Written tasks:
1 - Rename "epoch" to "time base" in everything from "I would much" down to "wasn't for me)." in the code review, and give that passage back.
2 - In the code review, what does the patch set local_tsc_khz to when the call to kvm_get_walltime_and_clockread() fails, and for what purpose?

I would much rather this be a function comment that first explains what "epoch"
means in this context.  "epoch" is a perfect fit, but I suspect it won't be all
that intuitive for many readers (definitely wasn't for me).

> +	 */
> +#ifdef CONFIG_X86_64
> +	struct pvclock_vcpu_time_info hv_clock;
> +	struct kvm_arch *ka = &kvm->arch;
> +	unsigned long seq, local_tsc_khz = 0;
> +	struct timespec64 ts;
> +	uint64_t host_tsc;
> +
> +	do {
> +		seq = read_seqcount_begin(&ka->pvclock_sc);
> +
> +		if (!ka->use_master_clock)
> +			break;

This needs to zero local_tsc_khz, no?  E.g. read everything on loop 1, but the
pvclock_sc changes because use_master_clock is disabled, and so loop 2 will bail
and the code below will consume garbage TSC/masterclock information from loop 1.

> +		/* It all has to happen on the same CPU */

Define "it all", e.g. explain exactly why the cutoff for reenabling preemption is
after reading master_kernel_ns and not before, or not after kvm_get_time_scale().

> +		get_cpu();
> +
> +		local_tsc_khz = get_cpu_tsc_khz();
> +
> +		if (local_tsc_khz &&
> +		    !kvm_get_walltime_and_clockread(&ts, &host_tsc))
> +			local_tsc_khz = 0; /* Fall back to old method */
> +
> +		hv_clock.tsc_timestamp = ka->master_cycle_now;
> +		hv_clock.system_time = ka->master_kernel_ns + ka->kvmclock_offset;
> +
> +		put_cpu();
> +	} while (read_seqcount_retry(&ka->pvclock_sc, seq));
> +
> +	/*
> +	 * If the conditions were right, and obtaining the wallclock+TSC was
> +	 * successful, calculate the KVM clock at the corresponding time and
> +	 * subtract one from the other to get the epoch in nanoseconds.

Dataset extract:
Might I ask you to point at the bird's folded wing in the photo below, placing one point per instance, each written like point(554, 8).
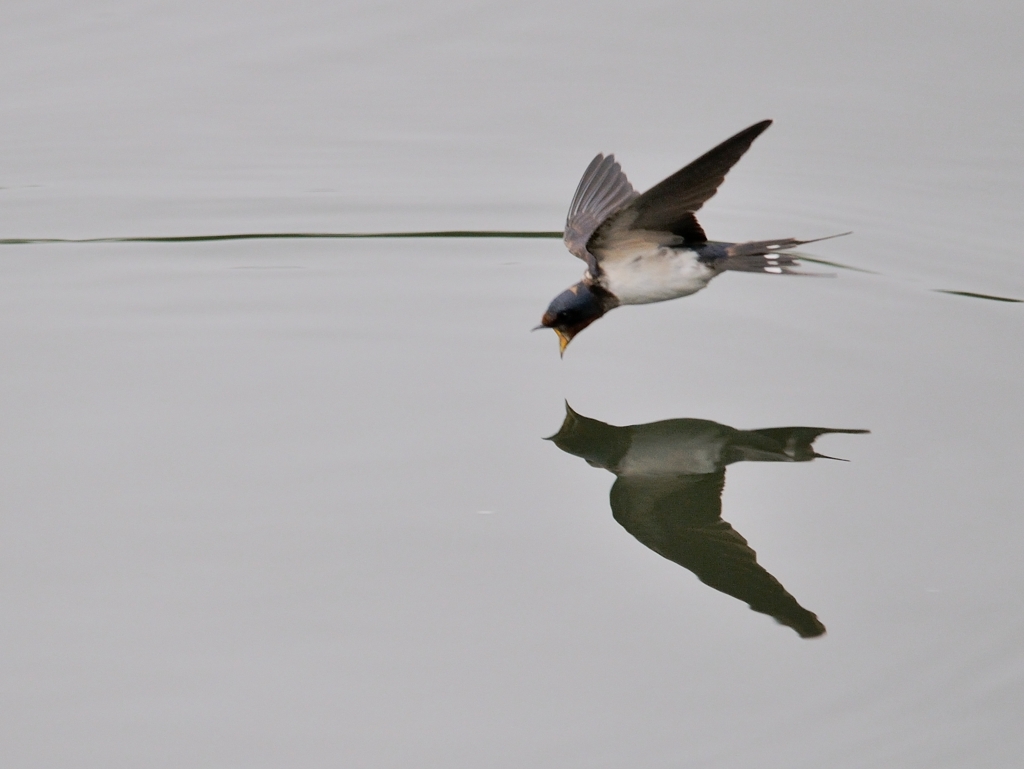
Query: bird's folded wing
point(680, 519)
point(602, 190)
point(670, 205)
==
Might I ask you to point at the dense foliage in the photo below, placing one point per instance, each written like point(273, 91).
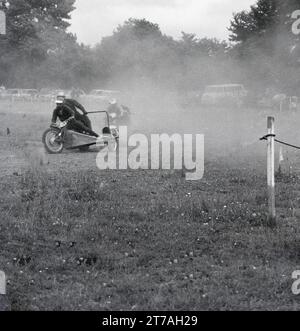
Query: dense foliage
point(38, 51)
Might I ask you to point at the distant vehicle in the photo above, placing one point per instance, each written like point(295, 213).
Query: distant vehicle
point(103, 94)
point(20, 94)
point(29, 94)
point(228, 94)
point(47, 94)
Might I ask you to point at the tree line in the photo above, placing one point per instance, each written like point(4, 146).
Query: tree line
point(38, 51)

Correct answers:
1 -
I would much rather this be a function comment that first explains what "time base"
means in this context.  "time base" is a perfect fit, but I suspect it won't be all
that intuitive for many readers (definitely wasn't for me).

2 - It sets local_tsc_khz to 0 to fall back to the old method.